EXERCISE OBJECTIVE:
Each line of the data below from the one holding "It would be wonderful if you could pinpoint every dark water" to the one holding "It would be wonderful if you could pinpoint every brown", inclusive, is to be reproduced exactly; no other line belongs in the answer.

GIVEN INFORMATION:
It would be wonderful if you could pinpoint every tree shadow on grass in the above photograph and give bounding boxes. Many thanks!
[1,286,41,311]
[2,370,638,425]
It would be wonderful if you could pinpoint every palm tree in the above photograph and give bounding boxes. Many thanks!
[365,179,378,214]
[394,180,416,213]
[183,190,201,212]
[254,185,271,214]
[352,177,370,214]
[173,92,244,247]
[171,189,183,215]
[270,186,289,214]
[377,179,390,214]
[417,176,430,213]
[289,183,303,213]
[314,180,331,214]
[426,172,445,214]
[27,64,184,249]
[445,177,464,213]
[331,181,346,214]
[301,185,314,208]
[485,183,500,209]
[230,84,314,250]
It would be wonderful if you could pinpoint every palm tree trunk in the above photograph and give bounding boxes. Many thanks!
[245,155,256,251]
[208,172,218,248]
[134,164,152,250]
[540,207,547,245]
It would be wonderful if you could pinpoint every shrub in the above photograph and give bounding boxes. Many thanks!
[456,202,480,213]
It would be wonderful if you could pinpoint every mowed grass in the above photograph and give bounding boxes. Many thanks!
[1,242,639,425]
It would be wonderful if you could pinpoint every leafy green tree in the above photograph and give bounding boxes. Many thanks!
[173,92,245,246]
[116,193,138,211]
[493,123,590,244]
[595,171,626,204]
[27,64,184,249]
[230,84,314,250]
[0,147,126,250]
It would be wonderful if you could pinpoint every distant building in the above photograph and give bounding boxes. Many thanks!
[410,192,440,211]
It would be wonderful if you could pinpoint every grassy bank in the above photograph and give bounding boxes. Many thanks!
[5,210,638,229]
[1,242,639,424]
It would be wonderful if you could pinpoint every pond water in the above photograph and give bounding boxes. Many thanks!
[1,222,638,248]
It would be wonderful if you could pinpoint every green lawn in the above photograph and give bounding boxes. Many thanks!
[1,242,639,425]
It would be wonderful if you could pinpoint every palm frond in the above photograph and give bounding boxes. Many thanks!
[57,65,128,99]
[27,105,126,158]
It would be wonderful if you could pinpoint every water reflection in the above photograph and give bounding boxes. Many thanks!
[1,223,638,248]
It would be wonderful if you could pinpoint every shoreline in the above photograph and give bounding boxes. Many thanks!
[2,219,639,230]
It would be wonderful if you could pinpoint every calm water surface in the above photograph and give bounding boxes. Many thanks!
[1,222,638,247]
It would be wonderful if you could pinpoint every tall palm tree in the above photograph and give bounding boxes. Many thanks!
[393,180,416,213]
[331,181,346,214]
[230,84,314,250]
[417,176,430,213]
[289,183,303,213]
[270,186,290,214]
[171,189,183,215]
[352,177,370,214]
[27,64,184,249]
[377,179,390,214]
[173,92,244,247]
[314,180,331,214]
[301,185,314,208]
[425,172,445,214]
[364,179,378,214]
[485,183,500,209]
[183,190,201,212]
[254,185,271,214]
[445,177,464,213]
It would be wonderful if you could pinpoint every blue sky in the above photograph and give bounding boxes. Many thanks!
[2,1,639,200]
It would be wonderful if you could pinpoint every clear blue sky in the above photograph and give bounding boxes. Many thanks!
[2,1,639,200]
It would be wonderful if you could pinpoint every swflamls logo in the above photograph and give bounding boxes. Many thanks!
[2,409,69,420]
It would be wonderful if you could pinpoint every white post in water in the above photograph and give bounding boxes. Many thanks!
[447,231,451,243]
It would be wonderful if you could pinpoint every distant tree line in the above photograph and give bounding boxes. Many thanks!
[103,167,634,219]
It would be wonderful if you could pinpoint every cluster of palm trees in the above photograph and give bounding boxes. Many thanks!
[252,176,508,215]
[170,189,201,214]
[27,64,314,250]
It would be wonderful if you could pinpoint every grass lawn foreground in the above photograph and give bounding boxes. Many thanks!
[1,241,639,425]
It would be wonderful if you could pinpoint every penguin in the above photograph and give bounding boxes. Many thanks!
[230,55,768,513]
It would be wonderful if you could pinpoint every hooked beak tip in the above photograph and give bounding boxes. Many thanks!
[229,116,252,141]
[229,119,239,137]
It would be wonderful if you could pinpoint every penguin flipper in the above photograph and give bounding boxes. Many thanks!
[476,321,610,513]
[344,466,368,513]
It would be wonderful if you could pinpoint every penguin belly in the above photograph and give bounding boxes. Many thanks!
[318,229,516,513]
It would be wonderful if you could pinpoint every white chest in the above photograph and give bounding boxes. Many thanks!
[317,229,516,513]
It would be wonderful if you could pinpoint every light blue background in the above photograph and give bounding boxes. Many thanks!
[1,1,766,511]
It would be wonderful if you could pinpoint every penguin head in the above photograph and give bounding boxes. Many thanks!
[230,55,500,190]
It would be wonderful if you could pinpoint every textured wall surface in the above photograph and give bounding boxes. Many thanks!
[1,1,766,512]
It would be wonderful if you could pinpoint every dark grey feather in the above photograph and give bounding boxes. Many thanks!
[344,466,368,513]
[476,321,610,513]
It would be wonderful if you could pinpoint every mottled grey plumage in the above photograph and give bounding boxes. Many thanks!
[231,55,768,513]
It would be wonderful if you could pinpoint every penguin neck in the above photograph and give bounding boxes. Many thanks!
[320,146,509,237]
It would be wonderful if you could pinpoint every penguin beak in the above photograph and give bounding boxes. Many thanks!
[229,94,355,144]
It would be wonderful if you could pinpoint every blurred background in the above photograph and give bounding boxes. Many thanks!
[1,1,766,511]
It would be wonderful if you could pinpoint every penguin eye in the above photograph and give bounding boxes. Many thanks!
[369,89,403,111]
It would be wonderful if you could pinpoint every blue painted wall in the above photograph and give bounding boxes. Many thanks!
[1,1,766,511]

==

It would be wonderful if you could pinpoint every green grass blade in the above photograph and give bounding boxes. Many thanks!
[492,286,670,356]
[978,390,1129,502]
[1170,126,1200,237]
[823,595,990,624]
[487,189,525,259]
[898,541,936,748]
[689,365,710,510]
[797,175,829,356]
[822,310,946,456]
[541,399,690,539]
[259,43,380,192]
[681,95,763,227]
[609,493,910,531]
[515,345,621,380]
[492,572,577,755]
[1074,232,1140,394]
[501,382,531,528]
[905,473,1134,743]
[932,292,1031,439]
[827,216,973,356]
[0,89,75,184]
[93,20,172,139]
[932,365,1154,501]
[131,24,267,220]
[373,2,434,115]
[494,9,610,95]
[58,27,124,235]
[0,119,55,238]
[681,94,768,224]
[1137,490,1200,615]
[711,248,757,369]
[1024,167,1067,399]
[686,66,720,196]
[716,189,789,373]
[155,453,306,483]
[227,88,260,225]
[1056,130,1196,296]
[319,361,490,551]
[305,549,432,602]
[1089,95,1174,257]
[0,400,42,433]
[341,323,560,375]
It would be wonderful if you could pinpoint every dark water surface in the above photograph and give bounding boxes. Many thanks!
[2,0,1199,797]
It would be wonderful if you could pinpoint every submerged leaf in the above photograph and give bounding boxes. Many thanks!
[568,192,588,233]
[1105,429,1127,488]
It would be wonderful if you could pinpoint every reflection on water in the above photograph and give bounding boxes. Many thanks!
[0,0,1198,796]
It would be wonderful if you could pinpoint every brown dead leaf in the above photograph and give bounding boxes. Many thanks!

RESULT FOR THIS EXERCISE:
It would be wonderful if you could pinpoint every dark water surface in the above photograph and give bounding boxes. Many thanks!
[2,0,1199,797]
It would be wonderful if you could pinpoint every submerged leaf in the above photograph and give bounding boxes. Many thanks!
[568,192,588,233]
[1105,429,1127,488]
It would be wonderful if you could pinpoint every reflection on water in the above photograph and give bounding boxes. Many thanks!
[0,0,1198,796]
It would be wonderful if you could pinpoint every brown dead leaf in the above photograph and give bounding boxes. Many thanks!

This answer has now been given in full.